• Selected excerpt
··········

Committee on Finance. - National Bank Transfer Bill, 1966: Financial Resolution.

I move:

That in section 3 (4) of the Finance Act, 1956 (No. 22 of 1956), and with effect as from the date which is the transfer date within the meaning of the Act giving effect to this Resolution, the reference to the National Bank Limited shall be deleted and a reference to the National Bank of Ireland substituted therefor.

The necessity for the Financial Resolution is that in the recent Finance Act there was a tax exemption on bank deposits bearing interest of up to £50.

Bearing interest. Some of the deposits in the National Bank—deposits in branches in England and Wales—will no longer qualify for the exemption from tax on the first £50 of interest, if and when the amalgamation of the National Bank and the Bank of Ireland is effected. Therefore, there will be a loss to the depositors concerned. That is the reason for the Financial Resolution.

This is hardly the occasion to discuss this in general but I think the Minister should consider whether the change in the law has had the desired result or whether, in fact, the change which required deposits bearing interest in excess of £50 or over, was not using a sledgehammer to crack a nut and whether, in fact, it has not had an effect on the movement of capital. This is a matter on which it is not possible to get definite figures but there is an impression that, because of that decision, a number of people who had deposits in the bank, many of them of long standing, moved these deposits because of the change effected by the 1963 Act, I think. Certainly, the general tendency of much recent legislation, of that particular requirement as well as certain requirements of the Finance Act of last year has been to militate against attracting capital to this country. The effect in some cases was possibly to bring about a movement of capital elsewhere. As I say, this is hardly the occasion to discuss the matter in general because it is only incidental to the Bill that the Resolution is necessary, but I would suggest to the Minister that the matter should receive serious consideration in relation to any necessary alteration in the coming Finance Bill.

··········

• Provided data
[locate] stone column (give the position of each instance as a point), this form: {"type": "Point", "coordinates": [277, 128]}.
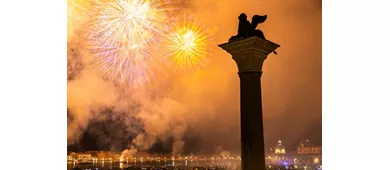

··········

• Directive
In the debate excerpt on the National Bank Transfer Bill, 1966, which deposits will no longer qualify for the tax exemption on the first £50 of interest once the amalgamation takes effect?

• Result below
Deposits in the National Bank's branches in England and Wales.